▸ Goals:
(1) Reproduce verbatim the stretch of the GARCH modeling introduction from "Figure 1 does" through "we never see.".
(2) Resume the GARCH modeling introduction, writing on from its final sentence.

▸ Text segment:
# # # # #

A practical introduction to garch modeling

We look at volatility clustering, and some aspects of modeling it with a univariate GARCH(1,1) model.

Volatility clustering

Volatility clustering — the phenomenon of there being periods of relative calm and periods of high volatility — is a seemingly universal attribute of market data.  There is no universally accepted explanation of it. GARCH (Generalized AutoRegressive Conditional Heteroskedasticity) models volatility clustering.  It does not explain it.  Figure 1 is an example of a garch model of volatility.

Figure 1: S&P 500 volatility until late 2011 as estimated by a garch(1,1) model. Clearly the volatility moves around through time.  Figure 1 is a model of volatility, not the true volatility.  But if we had a picture of the true volatility, it would look remarkably like Figure 1.

Data demands

The natural frequency of data to feed a garch estimator is daily data.  You can use weekly or monthly data, but that smooths some of the garch-iness out of the data.

You can use garch with intraday data, but this gets complicated.  There is seasonality of volatility throughout the day.  The seasonality highly depends on the particular market where the trading happens, and possibly on the specific asset.  One particular example of such messiness looks at intraday Value at Risk.

How much daily data should you give garch?  In some respects the answer is: “more than you have”.  There’s a reason for that.

Figure 1 does not show true volatility because we never observe volatility.  Volatility ever only indirectly exposes itself to us.  So we are trying to estimate something that we never see.

Figure 2 is a sketch of a prototypical garch model.

Figure 2: Sketch of a “noiseless” garch process.

The garch view is that volatility spikes upwards and then decays away until there is another spike.  It is hard to see that behavior in Figure 1 because time is so compressed, it is more visible in Figure 3.

Figure 3: Volatility of MMM as estimated by a garch(1,1) model.

Of course in the real data there are shocks of all sizes, not just big shocks.

Note that volatility from announcements (as opposed to shocks) goes the other way around — volatility builds up as the announcement time approaches, and then goes away when the results of the announcement are known.

The estimation of a garch model is mostly about estimating how fast the decay is.  The decay that it sees is very noisy, so it wants to see a lot of data.  Lots of data as in it would like tens of thousands of daily observations.

There are two reasons not to give it tens of thousands of observations:

  • you don’t have tens of thousands of observations
  • markets change through time

So there is a balancing act.  2000 daily observations tends to be not unreasonable.

If you have less than about 1000 daily observations, then the estimation is unlikely to give you much real information about the parameters.  It is probably better to just pick a “reasonable” model.  That is going to be one with about the right persistence (see below), with the alpha1 parameter somewhere between 0 and 0.1, and the beta1 parameter between 0.9 and 1.

# # # # #

▸ Recorded information:
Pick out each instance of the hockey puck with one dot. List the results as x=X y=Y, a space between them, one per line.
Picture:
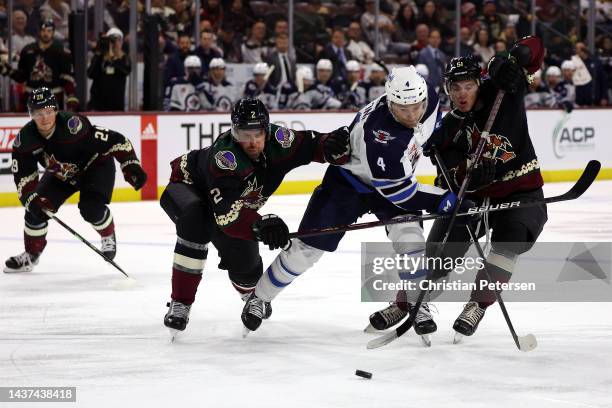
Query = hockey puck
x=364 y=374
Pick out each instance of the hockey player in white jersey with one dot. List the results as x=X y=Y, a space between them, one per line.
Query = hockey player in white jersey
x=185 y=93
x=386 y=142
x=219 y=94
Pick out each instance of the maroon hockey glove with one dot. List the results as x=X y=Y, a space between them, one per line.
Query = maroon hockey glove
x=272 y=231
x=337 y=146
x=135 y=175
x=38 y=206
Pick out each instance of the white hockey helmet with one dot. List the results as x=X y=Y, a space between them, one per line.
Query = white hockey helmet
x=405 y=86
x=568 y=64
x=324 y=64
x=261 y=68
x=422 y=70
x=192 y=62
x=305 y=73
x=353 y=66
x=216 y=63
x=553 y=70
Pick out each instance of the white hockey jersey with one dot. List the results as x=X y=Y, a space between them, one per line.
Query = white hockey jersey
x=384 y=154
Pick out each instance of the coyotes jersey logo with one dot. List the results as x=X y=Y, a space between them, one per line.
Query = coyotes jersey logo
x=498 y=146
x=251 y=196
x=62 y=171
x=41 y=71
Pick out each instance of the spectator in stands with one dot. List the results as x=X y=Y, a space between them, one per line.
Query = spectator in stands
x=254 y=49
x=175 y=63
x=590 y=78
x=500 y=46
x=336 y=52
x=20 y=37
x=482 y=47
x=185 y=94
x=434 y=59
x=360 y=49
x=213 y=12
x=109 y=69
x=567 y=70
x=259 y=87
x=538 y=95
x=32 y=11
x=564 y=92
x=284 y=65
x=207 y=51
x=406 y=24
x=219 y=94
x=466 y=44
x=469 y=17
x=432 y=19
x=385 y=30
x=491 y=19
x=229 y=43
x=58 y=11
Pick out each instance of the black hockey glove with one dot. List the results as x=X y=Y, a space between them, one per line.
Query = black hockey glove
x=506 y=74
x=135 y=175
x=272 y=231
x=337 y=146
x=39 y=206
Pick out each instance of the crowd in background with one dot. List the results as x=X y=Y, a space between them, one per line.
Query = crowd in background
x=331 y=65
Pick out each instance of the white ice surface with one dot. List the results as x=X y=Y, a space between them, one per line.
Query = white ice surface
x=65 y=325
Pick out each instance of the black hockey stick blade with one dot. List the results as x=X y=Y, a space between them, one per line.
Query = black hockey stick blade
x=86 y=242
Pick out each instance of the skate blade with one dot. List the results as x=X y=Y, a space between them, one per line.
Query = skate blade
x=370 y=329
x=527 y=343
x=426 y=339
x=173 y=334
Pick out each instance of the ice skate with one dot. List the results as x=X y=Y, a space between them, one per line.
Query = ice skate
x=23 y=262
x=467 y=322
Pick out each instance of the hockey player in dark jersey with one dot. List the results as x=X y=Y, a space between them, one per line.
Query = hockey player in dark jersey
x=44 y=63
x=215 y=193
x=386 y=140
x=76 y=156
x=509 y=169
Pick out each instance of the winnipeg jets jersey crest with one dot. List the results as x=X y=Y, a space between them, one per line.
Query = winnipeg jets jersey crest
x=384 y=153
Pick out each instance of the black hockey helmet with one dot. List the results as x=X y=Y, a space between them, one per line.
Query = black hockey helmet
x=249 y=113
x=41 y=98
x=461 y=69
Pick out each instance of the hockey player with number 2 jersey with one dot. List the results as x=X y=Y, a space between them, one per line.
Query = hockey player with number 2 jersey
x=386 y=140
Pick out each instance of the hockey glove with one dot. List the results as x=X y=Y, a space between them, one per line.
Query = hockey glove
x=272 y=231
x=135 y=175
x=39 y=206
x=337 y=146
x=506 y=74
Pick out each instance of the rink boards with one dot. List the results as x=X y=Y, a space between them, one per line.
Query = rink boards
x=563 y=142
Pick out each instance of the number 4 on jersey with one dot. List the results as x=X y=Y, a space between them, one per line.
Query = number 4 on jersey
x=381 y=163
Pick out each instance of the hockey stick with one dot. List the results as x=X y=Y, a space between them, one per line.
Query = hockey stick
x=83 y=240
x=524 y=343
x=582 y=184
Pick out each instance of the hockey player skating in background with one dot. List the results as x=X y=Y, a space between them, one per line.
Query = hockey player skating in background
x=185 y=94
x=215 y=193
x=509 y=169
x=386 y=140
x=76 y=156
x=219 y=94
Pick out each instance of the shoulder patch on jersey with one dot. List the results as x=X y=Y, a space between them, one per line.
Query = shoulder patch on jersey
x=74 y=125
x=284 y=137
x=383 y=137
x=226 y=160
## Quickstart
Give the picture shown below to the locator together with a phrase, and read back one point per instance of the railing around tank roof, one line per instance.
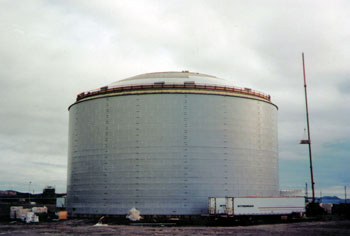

# # # # #

▸ Results for each task:
(1)
Figure 1 does not show true volatility because we never observe volatility.  Volatility ever only indirectly exposes itself to us.  So we are trying to estimate something that we never see.

(2)
Estimation

We are staying with a GARCH(1,1) model; not because it is the best — it certainly is not.  We are staying with it because it is the most commonly available, the most commonly used, and sometimes good enough.

Garch models are almost always estimated via maximum likelihood.  That turns out to be a very difficult optimization problem.  That nastiness is just another aspect of us trying to ask a lot of the data.  Assuming that you have enough data that it matters, even the best implementations of garch bear watching in terms of the optimization of the likelihood.

We know that returns do not have a normal distribution, that they have long tails.  It is perfectly reasonable to hypothesize that the long tails are due entirely to garch effects, in which case using a normal distribution in the garch model would be the right thing to do.  However, using the likelihood of a longer tailed distribution turns out to give a better fit (almost always).  The t distribution seems to do quite well.

Autocorrelation

If the volatility clustering is properly explained by the model, then there will be no autocorrelation in the squared standardized residuals.  It is common to do a Ljung-Box test to test for this autocorrelation.

Below is output for such tests (actually Box-Pierce in this case) on a fit assuming a normal distribution on returns for MMM:

Q-Statistics on Standardized Squared Residuals
------------------------------------
      statistic p-value
Lag10     2.973  0.9821
Lag15     5.333  0.9889
Lag20     6.532  0.9980

If you are used to looking at p-values from goodness of fit tests, you might notice something strange.  The p-values are suspiciously close to 1.  The tests are saying that we have overfit 1547 observations with 4 parameters.  That is 1547 really noisy observations.  I don’t think so.

A better explanation is that the test is not robust to this extreme data, even though the test is very robust.  It is probably counter-productive to test the squared residuals this way.  An informative test is on the ranks of the squared standardized residuals.

Persistence

The persistence of a garch model has to do with how fast large volatilities decay after a shock. For the garch(1,1) model the key statistic is the sum of the two main parameters (alpha1 and beta1, in the notation we are using here).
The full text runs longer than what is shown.